Material shown:
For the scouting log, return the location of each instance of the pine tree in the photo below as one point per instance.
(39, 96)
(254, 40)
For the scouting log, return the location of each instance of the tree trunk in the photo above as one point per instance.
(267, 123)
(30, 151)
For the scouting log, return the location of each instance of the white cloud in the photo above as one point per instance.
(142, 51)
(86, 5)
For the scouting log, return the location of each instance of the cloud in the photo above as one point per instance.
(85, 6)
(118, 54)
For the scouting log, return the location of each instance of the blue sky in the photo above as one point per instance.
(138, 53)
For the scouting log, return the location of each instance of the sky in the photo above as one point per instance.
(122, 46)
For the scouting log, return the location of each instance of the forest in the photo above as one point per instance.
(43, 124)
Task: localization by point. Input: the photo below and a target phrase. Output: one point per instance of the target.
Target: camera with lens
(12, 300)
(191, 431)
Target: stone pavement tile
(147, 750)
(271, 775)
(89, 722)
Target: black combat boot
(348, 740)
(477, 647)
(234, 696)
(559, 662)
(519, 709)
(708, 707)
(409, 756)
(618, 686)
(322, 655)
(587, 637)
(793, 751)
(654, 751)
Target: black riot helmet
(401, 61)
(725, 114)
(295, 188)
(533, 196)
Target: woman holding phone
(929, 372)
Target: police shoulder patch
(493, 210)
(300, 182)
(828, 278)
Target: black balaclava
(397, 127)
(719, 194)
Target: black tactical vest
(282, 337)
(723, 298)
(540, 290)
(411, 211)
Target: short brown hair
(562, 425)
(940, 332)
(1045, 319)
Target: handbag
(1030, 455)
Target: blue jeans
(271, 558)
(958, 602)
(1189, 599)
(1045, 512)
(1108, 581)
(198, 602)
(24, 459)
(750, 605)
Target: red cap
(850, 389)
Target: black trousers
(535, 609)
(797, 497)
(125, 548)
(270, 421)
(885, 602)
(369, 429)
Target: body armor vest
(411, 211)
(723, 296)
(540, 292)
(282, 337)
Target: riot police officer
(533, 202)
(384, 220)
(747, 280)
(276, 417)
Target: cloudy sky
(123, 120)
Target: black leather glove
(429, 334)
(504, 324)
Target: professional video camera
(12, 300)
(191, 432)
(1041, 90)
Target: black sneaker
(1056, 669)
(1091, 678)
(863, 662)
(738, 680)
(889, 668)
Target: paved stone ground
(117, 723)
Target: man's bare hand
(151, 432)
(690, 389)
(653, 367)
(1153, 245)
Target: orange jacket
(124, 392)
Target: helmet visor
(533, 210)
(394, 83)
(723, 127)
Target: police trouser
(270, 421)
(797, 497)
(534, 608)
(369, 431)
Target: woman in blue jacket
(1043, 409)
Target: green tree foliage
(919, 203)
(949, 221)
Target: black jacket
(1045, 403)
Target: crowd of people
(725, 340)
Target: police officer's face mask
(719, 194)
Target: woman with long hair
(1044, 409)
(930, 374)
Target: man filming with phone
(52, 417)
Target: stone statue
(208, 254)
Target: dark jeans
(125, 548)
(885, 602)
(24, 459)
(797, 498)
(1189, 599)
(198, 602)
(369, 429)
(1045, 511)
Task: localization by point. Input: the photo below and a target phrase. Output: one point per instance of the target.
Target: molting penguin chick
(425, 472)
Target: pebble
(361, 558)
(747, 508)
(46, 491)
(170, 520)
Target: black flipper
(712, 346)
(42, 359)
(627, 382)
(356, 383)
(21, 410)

Required work:
Give the lines, starting with the line containing "Target: green tree foliage" and going on through the end of the lines, as a two-column CSV with the header text,answer. Each row should pair one line of text with its answer. Put each value in its own quoted field, and turn any line breaks inside a field into spaces.

Task output:
text,answer
"Target: green tree foliage","(919, 203) (949, 221)"
"Target: black jacket","(1045, 403)"
"Target: crowd of people","(725, 340)"
"Target: police officer's face mask","(719, 194)"
"Target: woman with long hair","(1044, 409) (930, 374)"
"Target: man filming with phone","(52, 417)"
"Target: stone statue","(208, 254)"
"Target: dark jeans","(125, 548) (885, 602) (24, 459) (797, 498) (1189, 599) (198, 602) (369, 429) (1045, 511)"
"Task: localization by point. Input: the photo below and a target phrase. Output: one point per instance of the target. Target: molting penguin chick","(425, 472)"
"Target: pebble","(361, 558) (747, 508) (46, 491) (170, 520)"
"Target: black flipper","(712, 346) (42, 359) (627, 382) (356, 383) (21, 410)"